• **GIVEN EXERCISE**
Find each line below that contains the word "fence" and copy those lines.

+++ EXCERPTED DATA

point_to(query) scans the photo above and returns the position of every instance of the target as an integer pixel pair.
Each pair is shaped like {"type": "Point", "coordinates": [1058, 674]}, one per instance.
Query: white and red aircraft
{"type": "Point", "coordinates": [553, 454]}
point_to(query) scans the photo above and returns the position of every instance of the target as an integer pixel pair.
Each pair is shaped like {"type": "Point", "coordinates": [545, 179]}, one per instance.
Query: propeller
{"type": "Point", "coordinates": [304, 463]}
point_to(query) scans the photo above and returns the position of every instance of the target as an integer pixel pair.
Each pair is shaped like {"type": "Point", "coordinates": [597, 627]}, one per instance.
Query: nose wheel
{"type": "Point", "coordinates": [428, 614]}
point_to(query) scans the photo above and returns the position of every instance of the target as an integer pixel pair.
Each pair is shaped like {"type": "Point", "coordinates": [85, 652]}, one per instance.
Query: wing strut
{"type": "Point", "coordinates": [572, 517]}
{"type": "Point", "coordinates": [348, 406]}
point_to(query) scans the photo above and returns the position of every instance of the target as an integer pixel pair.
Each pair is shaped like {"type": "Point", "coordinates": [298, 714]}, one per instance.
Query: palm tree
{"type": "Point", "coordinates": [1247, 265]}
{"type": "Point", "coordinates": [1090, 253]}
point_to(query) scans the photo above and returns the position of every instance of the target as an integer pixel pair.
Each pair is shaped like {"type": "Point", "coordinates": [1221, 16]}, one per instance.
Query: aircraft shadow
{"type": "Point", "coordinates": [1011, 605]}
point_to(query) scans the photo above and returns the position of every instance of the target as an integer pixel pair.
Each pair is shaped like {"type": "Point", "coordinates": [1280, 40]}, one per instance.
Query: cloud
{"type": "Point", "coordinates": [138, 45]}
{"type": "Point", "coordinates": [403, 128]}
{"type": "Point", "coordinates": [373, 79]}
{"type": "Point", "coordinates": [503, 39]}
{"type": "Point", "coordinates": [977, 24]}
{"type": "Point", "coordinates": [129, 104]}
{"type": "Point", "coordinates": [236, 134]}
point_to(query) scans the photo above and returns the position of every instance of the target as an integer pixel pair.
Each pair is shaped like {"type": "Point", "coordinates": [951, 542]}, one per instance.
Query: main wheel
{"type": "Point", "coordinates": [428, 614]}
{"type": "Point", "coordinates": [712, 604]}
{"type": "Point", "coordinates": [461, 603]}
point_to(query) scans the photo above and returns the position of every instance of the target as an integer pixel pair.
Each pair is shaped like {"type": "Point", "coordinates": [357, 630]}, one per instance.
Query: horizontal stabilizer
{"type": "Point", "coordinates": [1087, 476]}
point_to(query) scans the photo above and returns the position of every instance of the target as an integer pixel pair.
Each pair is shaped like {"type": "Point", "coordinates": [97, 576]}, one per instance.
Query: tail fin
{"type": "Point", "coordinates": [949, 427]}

++++++
+++ EXCERPTED DATA

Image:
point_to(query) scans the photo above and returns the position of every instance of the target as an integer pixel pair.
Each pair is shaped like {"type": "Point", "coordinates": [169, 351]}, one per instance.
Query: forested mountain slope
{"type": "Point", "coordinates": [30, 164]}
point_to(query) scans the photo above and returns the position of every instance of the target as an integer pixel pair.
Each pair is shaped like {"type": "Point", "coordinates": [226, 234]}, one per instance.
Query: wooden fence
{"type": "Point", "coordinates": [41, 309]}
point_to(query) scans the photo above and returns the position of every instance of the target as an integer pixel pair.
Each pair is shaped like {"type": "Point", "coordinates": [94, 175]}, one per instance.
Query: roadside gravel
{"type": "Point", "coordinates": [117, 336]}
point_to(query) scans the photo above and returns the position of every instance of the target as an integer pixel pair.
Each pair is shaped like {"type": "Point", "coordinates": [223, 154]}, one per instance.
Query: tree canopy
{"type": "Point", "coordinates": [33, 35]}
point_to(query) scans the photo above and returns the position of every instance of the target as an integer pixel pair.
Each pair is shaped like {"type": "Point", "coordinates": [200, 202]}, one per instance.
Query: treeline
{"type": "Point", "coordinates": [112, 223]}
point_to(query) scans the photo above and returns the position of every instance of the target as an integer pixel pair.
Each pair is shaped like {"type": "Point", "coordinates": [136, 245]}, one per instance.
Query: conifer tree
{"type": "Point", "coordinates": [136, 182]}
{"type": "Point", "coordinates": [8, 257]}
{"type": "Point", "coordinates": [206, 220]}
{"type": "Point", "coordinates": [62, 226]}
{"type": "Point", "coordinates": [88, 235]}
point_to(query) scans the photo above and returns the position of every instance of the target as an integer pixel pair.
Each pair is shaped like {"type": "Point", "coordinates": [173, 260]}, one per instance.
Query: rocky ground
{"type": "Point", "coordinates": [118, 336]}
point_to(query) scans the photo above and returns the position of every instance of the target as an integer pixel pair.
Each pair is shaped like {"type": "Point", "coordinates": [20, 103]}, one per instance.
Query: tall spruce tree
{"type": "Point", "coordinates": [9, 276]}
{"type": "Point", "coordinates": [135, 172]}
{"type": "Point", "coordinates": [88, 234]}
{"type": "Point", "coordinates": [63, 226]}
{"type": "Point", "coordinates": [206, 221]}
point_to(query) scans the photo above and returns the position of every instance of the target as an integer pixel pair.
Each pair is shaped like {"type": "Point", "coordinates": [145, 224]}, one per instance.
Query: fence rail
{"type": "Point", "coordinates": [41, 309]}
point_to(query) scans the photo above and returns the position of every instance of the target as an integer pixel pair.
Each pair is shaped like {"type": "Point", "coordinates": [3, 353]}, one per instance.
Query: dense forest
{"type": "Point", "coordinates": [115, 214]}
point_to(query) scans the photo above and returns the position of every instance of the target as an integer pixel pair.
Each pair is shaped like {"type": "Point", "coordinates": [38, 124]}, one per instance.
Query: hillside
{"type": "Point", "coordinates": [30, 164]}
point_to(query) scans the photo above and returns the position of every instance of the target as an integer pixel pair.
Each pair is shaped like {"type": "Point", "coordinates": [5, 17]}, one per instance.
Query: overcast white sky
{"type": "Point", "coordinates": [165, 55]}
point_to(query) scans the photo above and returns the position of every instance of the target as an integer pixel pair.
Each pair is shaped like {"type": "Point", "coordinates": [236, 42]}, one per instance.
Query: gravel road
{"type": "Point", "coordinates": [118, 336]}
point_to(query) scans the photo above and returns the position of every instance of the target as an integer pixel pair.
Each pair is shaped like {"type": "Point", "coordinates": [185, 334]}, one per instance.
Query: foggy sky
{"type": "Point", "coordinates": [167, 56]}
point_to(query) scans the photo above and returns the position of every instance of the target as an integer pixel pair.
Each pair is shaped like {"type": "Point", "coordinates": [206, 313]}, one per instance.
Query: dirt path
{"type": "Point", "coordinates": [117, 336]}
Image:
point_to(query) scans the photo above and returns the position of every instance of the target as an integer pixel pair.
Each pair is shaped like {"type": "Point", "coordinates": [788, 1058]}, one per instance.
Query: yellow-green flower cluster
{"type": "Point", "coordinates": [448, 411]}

++++++

• **WORKED ANSWER**
Query: wooden fence
Query: fence rail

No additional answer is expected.